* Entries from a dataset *
• • • •
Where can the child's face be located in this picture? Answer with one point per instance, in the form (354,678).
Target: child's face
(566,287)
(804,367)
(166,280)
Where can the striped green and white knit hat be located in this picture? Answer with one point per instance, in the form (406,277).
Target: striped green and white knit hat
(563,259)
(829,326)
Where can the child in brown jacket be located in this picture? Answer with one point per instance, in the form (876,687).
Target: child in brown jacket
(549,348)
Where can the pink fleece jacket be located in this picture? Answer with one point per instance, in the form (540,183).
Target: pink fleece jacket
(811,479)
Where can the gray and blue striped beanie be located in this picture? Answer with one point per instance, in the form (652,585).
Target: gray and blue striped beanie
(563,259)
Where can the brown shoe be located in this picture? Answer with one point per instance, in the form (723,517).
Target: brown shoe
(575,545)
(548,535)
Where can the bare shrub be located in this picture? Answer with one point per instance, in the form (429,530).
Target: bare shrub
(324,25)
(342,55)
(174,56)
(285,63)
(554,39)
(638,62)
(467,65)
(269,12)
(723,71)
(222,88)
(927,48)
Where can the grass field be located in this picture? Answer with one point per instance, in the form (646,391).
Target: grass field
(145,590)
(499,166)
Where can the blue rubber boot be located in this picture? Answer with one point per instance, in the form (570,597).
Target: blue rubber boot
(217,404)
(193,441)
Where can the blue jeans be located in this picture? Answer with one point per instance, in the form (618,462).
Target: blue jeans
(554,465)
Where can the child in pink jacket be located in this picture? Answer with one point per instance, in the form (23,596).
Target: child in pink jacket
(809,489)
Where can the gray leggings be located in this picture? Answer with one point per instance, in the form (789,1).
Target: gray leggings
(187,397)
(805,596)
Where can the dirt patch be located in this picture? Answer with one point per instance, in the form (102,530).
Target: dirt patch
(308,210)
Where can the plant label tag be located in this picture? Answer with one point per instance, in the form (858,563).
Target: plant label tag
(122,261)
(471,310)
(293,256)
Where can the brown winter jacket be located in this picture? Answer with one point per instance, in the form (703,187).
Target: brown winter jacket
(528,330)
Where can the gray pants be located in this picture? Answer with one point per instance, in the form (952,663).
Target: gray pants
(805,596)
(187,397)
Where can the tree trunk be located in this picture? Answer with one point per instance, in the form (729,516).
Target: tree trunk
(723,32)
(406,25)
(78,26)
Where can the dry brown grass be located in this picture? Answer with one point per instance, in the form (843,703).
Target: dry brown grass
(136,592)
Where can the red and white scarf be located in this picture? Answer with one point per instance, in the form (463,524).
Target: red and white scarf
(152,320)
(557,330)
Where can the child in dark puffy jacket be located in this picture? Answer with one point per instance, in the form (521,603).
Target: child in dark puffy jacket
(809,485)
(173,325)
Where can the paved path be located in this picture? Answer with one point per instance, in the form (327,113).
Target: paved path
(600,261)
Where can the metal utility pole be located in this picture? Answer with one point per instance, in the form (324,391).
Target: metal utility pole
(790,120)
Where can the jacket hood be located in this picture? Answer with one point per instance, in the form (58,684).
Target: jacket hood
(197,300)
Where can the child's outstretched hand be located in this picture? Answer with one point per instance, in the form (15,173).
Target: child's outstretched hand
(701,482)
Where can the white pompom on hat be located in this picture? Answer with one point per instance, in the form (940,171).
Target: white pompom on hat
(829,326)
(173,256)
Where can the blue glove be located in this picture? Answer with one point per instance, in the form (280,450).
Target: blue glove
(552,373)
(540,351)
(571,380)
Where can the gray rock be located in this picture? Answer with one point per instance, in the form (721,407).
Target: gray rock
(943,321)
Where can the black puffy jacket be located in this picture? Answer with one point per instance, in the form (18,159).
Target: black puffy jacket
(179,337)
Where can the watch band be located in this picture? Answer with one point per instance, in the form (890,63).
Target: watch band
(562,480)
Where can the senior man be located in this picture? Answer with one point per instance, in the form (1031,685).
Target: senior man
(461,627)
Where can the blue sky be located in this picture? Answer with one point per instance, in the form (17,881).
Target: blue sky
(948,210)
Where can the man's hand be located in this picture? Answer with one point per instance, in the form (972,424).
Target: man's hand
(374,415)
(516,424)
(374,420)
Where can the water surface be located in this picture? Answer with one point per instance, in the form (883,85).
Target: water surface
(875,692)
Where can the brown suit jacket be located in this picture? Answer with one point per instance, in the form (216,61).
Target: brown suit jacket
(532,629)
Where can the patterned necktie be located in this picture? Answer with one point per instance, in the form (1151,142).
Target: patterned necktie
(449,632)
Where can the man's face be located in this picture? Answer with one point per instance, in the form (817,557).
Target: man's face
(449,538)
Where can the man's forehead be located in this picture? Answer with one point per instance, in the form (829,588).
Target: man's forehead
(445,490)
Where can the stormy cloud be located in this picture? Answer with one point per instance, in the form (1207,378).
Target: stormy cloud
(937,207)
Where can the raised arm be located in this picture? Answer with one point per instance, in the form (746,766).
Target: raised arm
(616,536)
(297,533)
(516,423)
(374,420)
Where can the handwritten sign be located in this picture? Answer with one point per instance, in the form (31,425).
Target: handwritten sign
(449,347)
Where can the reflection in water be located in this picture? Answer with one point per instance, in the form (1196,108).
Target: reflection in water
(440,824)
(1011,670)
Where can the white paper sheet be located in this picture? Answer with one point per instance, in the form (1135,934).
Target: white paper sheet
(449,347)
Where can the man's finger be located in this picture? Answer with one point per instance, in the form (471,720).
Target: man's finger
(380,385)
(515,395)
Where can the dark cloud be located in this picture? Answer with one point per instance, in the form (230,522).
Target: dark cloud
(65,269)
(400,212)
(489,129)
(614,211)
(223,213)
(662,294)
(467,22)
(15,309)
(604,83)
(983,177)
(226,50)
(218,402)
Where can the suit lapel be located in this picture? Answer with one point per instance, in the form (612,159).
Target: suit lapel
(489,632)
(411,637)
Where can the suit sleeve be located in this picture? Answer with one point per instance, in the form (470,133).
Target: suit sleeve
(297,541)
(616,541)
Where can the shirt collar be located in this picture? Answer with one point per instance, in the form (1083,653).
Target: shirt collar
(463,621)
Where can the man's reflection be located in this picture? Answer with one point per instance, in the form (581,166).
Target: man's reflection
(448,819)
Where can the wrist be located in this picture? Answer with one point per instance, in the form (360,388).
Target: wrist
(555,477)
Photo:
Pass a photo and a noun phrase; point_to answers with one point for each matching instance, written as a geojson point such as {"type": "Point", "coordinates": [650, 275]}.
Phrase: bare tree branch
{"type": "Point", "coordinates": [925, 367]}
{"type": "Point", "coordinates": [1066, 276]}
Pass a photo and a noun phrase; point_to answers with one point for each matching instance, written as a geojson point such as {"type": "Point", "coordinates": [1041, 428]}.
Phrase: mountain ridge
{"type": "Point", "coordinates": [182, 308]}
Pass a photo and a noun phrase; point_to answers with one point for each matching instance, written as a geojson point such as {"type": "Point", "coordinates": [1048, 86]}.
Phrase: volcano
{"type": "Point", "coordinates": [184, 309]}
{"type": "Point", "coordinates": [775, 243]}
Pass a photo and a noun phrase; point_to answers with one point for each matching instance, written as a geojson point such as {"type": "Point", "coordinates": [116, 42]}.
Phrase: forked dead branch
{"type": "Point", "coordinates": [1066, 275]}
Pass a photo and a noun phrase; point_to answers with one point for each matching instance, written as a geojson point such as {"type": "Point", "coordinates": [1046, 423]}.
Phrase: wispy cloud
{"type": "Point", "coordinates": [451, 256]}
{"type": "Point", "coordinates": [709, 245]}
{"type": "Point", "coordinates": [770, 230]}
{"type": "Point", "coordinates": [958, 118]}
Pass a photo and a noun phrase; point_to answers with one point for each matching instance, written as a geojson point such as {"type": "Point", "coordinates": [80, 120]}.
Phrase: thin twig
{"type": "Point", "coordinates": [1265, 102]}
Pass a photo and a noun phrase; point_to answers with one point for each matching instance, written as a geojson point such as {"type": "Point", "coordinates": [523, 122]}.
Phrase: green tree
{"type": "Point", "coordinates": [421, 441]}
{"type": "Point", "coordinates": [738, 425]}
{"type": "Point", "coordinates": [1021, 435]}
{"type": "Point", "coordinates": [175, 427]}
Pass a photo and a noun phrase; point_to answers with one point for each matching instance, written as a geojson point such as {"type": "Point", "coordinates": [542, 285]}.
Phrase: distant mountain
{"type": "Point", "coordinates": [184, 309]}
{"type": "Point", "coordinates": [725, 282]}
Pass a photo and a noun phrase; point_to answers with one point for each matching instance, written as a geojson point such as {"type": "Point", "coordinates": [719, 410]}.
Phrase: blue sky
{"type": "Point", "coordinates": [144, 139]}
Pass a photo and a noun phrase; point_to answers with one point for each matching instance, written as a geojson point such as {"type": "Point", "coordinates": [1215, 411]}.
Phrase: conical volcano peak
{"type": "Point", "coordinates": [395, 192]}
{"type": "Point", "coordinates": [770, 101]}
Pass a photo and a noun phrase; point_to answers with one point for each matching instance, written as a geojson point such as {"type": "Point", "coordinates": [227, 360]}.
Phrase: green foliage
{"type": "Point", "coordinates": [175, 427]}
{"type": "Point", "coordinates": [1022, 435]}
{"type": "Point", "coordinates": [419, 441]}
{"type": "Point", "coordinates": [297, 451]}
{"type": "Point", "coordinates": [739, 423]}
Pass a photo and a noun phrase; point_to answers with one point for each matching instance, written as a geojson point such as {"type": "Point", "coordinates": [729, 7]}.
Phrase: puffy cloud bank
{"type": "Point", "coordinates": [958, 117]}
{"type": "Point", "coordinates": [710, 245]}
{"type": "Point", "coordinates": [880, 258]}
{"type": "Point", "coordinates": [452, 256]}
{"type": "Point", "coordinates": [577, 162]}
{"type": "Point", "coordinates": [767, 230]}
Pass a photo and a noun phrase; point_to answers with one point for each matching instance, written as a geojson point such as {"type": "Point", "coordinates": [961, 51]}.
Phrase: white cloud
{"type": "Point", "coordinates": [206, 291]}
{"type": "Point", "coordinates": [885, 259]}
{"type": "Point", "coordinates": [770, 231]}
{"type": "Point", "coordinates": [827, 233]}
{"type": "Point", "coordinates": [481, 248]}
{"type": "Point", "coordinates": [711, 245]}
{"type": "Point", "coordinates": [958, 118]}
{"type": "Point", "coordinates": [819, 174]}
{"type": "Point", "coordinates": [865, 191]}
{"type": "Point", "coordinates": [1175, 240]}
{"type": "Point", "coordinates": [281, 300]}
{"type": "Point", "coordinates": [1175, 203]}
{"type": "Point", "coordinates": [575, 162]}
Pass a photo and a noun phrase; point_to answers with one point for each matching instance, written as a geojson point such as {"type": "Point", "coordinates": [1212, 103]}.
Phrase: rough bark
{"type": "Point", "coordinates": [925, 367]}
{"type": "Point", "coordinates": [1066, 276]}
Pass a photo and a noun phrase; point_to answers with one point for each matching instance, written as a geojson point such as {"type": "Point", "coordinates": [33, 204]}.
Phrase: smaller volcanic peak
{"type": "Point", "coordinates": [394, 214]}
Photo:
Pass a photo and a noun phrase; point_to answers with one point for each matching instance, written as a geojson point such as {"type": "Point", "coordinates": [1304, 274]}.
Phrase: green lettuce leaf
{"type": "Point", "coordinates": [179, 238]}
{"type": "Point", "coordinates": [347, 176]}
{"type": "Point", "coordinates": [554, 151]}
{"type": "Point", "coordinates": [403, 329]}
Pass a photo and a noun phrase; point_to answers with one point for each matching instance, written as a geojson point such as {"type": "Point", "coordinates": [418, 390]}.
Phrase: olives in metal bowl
• • • •
Find every line in the data above that contains the string "shirt", and copy each such line. Treat the match as case-sensitive.

Where can the shirt collar be located in this picture? Answer with one point per instance, in the form (1083,653).
Target: shirt collar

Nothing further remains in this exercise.